**THE PROBLEM:** Report each line of the material below where the word "bounding" can be found.

+++++

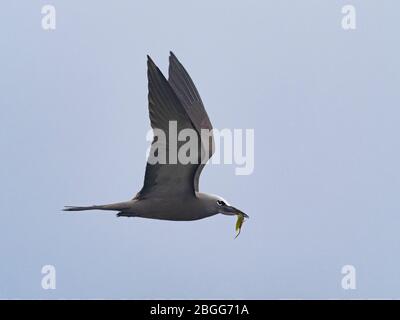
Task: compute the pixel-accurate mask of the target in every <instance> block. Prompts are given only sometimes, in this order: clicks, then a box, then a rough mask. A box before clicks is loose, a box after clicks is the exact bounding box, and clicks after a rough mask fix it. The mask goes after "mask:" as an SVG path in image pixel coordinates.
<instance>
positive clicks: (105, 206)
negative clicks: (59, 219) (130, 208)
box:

+++++

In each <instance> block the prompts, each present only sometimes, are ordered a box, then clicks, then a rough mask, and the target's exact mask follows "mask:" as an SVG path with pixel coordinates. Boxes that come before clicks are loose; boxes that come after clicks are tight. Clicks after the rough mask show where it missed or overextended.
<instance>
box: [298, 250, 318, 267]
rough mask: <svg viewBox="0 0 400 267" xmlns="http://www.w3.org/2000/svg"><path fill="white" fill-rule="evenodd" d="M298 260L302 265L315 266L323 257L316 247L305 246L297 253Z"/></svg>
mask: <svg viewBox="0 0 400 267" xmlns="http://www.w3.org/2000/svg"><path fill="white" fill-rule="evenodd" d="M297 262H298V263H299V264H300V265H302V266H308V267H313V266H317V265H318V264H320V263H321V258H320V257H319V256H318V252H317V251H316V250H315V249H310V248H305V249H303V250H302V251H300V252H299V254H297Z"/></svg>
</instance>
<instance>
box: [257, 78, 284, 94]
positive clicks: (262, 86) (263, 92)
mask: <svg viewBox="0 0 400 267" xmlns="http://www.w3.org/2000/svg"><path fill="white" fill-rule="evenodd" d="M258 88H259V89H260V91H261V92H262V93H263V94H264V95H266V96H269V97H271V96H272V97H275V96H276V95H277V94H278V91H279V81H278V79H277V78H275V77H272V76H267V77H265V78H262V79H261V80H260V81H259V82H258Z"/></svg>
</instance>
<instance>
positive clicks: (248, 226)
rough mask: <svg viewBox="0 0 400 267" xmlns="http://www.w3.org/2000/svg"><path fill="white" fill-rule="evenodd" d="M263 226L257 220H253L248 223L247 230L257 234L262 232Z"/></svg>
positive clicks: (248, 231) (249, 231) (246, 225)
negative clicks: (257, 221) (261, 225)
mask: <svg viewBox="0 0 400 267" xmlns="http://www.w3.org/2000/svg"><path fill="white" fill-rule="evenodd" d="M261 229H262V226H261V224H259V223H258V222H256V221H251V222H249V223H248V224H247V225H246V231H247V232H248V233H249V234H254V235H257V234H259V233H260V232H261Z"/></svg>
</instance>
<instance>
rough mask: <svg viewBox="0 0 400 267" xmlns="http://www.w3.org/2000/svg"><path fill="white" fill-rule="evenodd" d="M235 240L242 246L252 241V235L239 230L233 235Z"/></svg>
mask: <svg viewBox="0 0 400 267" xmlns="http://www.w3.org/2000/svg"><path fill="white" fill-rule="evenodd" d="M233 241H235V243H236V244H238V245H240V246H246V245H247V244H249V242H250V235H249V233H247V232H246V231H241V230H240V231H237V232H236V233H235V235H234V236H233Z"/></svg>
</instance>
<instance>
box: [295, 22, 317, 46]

+++++

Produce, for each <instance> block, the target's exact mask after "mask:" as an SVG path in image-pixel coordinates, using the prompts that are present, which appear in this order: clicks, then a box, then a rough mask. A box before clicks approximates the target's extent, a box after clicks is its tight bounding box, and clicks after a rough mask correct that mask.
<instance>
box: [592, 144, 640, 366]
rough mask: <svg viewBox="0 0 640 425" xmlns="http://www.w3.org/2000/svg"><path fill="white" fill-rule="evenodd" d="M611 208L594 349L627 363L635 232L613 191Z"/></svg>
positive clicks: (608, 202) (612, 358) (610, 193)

+++++

**REPLY TO THE EXERCISE:**
Task: compute the pixel-accurate mask of the target in every <instance> block. Prompts are given only sometimes, in this order: clicks, then a box, then a rough mask. A box before clicks is loose, a box after clicks is the exact bounding box, and clicks after a rough mask fix it. The mask goes after "mask:" as an SVG path in image pixel coordinates.
Produce, for each <instance> block, the target's exact mask after "mask:" as an SVG path in image-pixel coordinates, using the prompts that are present, which appear in this order: clicks, then a box, then a rough mask. A box before clicks approximates the target's extent, a box after clicks is its tight bounding box, and clicks after a rough mask correct that mask.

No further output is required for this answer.